Requirement: Recast every line of the data below as a numbered list, leaving out blank lines and the pictures.

Input:
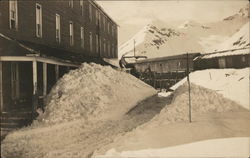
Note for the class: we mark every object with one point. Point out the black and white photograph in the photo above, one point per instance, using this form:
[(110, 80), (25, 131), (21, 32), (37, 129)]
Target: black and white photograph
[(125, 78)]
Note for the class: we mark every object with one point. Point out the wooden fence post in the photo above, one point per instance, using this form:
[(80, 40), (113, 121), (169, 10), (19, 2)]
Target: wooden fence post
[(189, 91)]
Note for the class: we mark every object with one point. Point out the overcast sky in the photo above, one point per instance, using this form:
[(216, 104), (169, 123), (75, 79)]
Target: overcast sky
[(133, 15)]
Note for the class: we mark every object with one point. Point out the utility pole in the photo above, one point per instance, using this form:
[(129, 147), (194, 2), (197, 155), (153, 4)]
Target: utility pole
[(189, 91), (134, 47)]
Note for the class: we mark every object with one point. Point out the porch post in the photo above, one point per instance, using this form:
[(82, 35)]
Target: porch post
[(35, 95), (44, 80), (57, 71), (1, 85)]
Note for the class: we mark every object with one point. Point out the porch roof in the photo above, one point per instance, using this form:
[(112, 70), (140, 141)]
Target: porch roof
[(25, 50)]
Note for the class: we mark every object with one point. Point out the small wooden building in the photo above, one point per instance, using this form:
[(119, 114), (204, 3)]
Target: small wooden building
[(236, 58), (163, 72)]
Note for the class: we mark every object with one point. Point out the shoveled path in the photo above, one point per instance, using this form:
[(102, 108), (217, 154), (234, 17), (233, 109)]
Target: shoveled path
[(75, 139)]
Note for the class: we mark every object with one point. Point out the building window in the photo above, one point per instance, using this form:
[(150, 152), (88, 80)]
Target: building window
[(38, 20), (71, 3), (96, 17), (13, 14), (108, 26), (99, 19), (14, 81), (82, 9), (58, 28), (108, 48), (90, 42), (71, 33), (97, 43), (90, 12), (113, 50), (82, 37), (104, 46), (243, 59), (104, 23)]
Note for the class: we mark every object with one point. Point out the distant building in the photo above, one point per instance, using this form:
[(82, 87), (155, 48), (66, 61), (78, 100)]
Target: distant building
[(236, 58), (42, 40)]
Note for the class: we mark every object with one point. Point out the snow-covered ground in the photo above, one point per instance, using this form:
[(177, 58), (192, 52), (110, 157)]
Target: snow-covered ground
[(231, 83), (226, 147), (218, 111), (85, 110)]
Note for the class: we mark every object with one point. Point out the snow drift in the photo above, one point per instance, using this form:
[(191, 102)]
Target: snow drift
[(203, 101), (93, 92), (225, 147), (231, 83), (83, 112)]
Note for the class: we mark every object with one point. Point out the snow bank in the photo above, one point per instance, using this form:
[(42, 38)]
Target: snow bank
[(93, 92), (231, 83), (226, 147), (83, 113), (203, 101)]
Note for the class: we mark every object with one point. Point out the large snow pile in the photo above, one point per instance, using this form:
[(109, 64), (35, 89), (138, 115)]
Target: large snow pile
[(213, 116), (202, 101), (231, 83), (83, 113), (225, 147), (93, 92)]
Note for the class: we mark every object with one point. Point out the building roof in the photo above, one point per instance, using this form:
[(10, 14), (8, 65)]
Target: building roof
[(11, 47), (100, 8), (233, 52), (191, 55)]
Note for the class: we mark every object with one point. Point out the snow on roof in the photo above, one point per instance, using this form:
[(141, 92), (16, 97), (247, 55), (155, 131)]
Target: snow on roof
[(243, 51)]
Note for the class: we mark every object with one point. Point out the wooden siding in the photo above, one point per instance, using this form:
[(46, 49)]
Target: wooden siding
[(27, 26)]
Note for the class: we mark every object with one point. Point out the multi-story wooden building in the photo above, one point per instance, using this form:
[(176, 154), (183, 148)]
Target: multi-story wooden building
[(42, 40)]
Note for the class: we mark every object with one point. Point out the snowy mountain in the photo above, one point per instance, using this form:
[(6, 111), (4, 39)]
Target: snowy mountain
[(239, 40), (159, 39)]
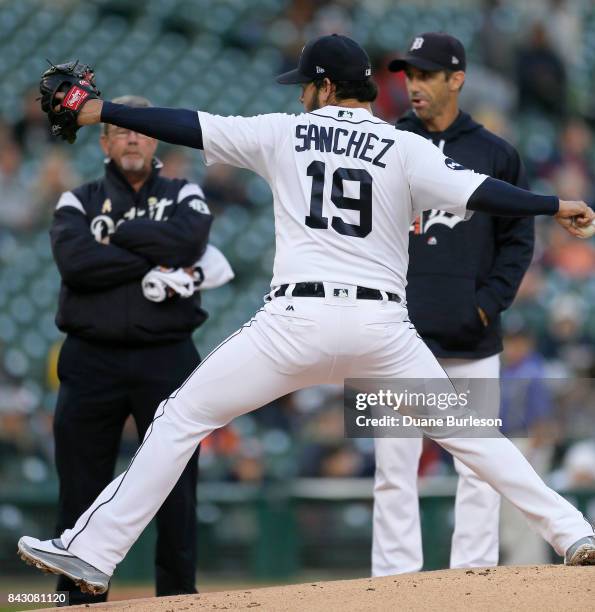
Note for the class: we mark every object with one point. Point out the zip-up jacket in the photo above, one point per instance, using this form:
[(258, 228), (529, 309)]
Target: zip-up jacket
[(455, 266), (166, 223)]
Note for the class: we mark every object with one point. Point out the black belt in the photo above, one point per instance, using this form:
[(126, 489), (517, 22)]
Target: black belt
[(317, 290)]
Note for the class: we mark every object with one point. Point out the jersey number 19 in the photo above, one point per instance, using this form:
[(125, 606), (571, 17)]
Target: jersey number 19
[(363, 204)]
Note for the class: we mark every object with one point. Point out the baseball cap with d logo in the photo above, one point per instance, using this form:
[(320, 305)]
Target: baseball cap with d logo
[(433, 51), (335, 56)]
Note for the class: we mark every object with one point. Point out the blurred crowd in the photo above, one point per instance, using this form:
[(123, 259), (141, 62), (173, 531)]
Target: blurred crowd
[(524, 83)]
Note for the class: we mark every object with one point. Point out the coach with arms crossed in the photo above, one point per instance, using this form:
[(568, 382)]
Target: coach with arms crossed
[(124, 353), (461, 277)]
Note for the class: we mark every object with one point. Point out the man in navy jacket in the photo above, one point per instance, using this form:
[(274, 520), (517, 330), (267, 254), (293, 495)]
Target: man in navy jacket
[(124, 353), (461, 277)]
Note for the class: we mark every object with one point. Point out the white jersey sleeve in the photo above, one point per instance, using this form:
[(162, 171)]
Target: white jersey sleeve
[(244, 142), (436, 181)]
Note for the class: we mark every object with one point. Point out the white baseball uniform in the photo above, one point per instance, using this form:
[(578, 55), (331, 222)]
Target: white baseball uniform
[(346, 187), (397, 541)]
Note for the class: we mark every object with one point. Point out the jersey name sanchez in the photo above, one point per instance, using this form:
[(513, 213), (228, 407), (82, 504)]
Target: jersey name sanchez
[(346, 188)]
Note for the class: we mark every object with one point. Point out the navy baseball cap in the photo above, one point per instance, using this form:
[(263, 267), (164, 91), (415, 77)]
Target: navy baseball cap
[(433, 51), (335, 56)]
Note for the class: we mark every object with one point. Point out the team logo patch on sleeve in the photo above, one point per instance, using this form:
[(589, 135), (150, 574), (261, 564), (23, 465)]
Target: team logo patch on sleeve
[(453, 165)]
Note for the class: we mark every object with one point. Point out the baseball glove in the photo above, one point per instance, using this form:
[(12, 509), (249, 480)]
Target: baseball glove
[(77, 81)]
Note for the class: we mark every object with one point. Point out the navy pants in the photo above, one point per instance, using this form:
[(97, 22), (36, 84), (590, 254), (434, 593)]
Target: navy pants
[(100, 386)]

Result below:
1. Note for the class: we mark every object with one point. Point out the black and white photograph in the photo above, one point per instance, using this form:
2. [(110, 80), (25, 131), (21, 32), (37, 129)]
3. Target: black and white photograph
4. [(125, 78)]
5. Note for the class: we mark every object with one point. Point out the wooden fence post in the photo above, one point per instance, using this form:
6. [(80, 40), (113, 121), (169, 10), (19, 2)]
7. Target: wooden fence post
8. [(189, 91)]
9. Note for the class: we mark every object with one point. Point out the overcast sky in the photo above, one point per instance, using this form:
10. [(216, 104), (169, 123), (75, 79)]
11. Target: overcast sky
12. [(133, 15)]
13. Note for the class: we mark every object with one point. Point out the utility pole in the photo above, one point per instance, using this form:
14. [(129, 147), (194, 2), (197, 155), (153, 4)]
15. Target: utility pole
16. [(189, 91), (134, 47)]
17. Note for the class: we mark every object with one point. Point out the porch post in the photo above, one point per instance, using this form:
18. [(82, 35)]
19. Target: porch post
20. [(35, 95), (44, 80), (57, 71), (1, 85)]
21. Note for the class: we mark every object with one point. Point out the porch roof in the photo above, one point per instance, using this form:
22. [(112, 70), (140, 141)]
23. Target: porch roof
24. [(25, 50)]
25. Note for the class: we mark every object with one point. Point out the small wooden building in the photo above, one point per instance, using this form:
26. [(119, 114), (204, 3)]
27. Target: small wooden building
28. [(236, 58), (163, 72)]
29. Note for the class: we mark every object with one point. Point out the shoveled path in the photo above, one point per instance, using this form:
30. [(102, 108), (217, 154), (234, 17), (233, 109)]
31. Target: shoveled path
32. [(75, 139)]
33. Note for the class: we mark every object with one point. Point out the building window in the photo above, one point per instance, using this form:
34. [(150, 152), (88, 80)]
35. Target: building window
36. [(38, 20), (71, 3), (96, 17), (13, 14), (108, 26), (99, 19), (14, 81), (82, 9), (58, 28), (108, 48), (90, 42), (71, 33), (97, 43), (90, 12), (113, 50), (82, 37), (104, 46), (243, 59), (104, 23)]
37. Note for the class: we mark every object with one point. Point out the distant building in the photo above, one point per instance, using this form:
38. [(82, 87), (155, 48), (66, 61), (78, 100)]
39. Target: distant building
40. [(236, 58), (42, 40)]
41. Note for the class: we mark every object with one point. Point out the snow-covered ground in the photo above, one point per instance, using this form:
42. [(177, 58), (192, 52), (110, 157)]
43. Target: snow-covered ground
44. [(231, 83), (226, 147), (218, 111), (85, 110)]
45. Note for the class: we mark every object with one point. Point out the snow drift in the photo above, one point per instance, using this form:
46. [(191, 102)]
47. Target: snow drift
48. [(203, 101), (93, 92), (225, 147), (231, 83), (83, 112)]
49. Note for the class: we mark every object with one point. Point out the snow bank in the photo above, one point per instance, using this form:
50. [(42, 38)]
51. Target: snow bank
52. [(93, 92), (231, 83), (226, 147), (83, 113), (203, 101)]
53. Note for the class: we mark every object with one point. Point out the large snow pile in the photo above, one point per instance, using this form:
54. [(109, 64), (35, 89), (138, 115)]
55. Target: large snow pile
56. [(213, 116), (202, 101), (231, 83), (83, 113), (225, 147), (93, 92)]
57. Note for the class: we mark every object with one point. Point out the building roof in the photo above, one point per instance, using this form:
58. [(10, 14), (8, 65)]
59. Target: building roof
60. [(11, 47), (100, 8), (233, 52), (191, 55)]
61. Note for the class: we mark every object with one point. Point out the snow on roof in the photo above, one point per instance, using this form:
62. [(141, 92), (16, 97), (247, 55), (155, 131)]
63. Target: snow on roof
64. [(243, 51)]
65. Note for the class: we mark every object with one point. Point out the wooden siding in the photo above, one point per instance, using this form:
66. [(46, 49)]
67. Target: wooden siding
68. [(27, 26)]
69. Note for the class: we mark every object with one point. Point out the multi-story wooden building in the photo above, one point per instance, using this form:
70. [(176, 154), (183, 148)]
71. Target: multi-story wooden building
72. [(42, 40)]
73. Note for the class: we mark every object with one point. Point out the snowy mountain in the photo above, one point per instance, using this form:
74. [(6, 111), (4, 39)]
75. Target: snowy mountain
76. [(239, 40), (159, 39)]
77. Note for the class: we mark every object with one point. Point out the zip-up jacket in the photo above, one point per instance, using this form:
78. [(258, 228), (529, 309)]
79. Target: zip-up jacket
80. [(455, 266), (166, 223)]
81. Note for the class: we mark every object with one point. Point out the black belt in the photo above, one point per instance, using this form:
82. [(126, 489), (517, 22)]
83. Target: black belt
84. [(317, 290)]
85. Note for the class: we mark every object with one point. Point out the jersey number 19 in the photo above, one point per instance, using this form:
86. [(125, 606), (571, 17)]
87. Target: jersey number 19
88. [(363, 204)]
89. Note for the class: we mark every object with one point. Point out the baseball cap with d logo in the photo above, one point per instance, using this form:
90. [(320, 305)]
91. Target: baseball cap with d logo
92. [(433, 51), (335, 56)]
93. Note for the class: we mark every object with one point. Point out the blurred crowd in the photo above, one point per instance, using this form:
94. [(123, 259), (141, 62), (173, 531)]
95. Target: blurred crowd
96. [(524, 83)]
97. Note for the class: we mark every object with one point. Point out the coach with arms crossed in the photo above, one point per instance, using this form:
98. [(568, 382)]
99. Target: coach with arms crossed
100. [(124, 353), (461, 277)]
101. Note for the class: we mark every object with one point. Point out the man in navy jacket in the photo above, one point per instance, using this form:
102. [(274, 520), (517, 330), (267, 254), (293, 495)]
103. Target: man in navy jacket
104. [(124, 353), (461, 277)]
105. Note for the class: we mark every object with one point. Point out the white jersey sleeve in the photo above, one point per instance, using this form:
106. [(162, 171)]
107. Target: white jersey sleeve
108. [(244, 142), (436, 181)]
109. Note for the class: we mark every object with one point. Point out the white baseball uniform in the photo above, one point per instance, using this form:
110. [(578, 55), (331, 222)]
111. Target: white baseball uniform
112. [(346, 187), (397, 541)]
113. Note for the class: we mark every object with one point. Point out the jersey name sanchez in the photo above, one point per instance, using this form:
114. [(513, 213), (228, 407), (82, 504)]
115. Target: jersey name sanchez
116. [(346, 188)]
117. Note for the class: we mark every object with one point. Point out the navy baseball cap in the photo above, one point per instance, using this form:
118. [(263, 267), (164, 91), (415, 77)]
119. Target: navy baseball cap
120. [(433, 51), (335, 56)]
121. Note for the class: we mark every object with one point. Point out the team logo patch on sleeve in the photo above, one point per instance, using this form:
122. [(589, 135), (150, 574), (261, 564), (23, 465)]
123. Target: team logo patch on sleeve
124. [(453, 165)]
125. Note for the class: we mark every object with one point. Point out the baseball glove in the photo above, one point per instance, using this form:
126. [(12, 509), (249, 480)]
127. Target: baseball glove
128. [(77, 81)]
129. Note for the class: we mark every object with one point. Point out the navy pants in the photo above, one point per instance, using this form:
130. [(97, 22), (36, 84), (590, 254), (434, 593)]
131. Target: navy pants
132. [(100, 386)]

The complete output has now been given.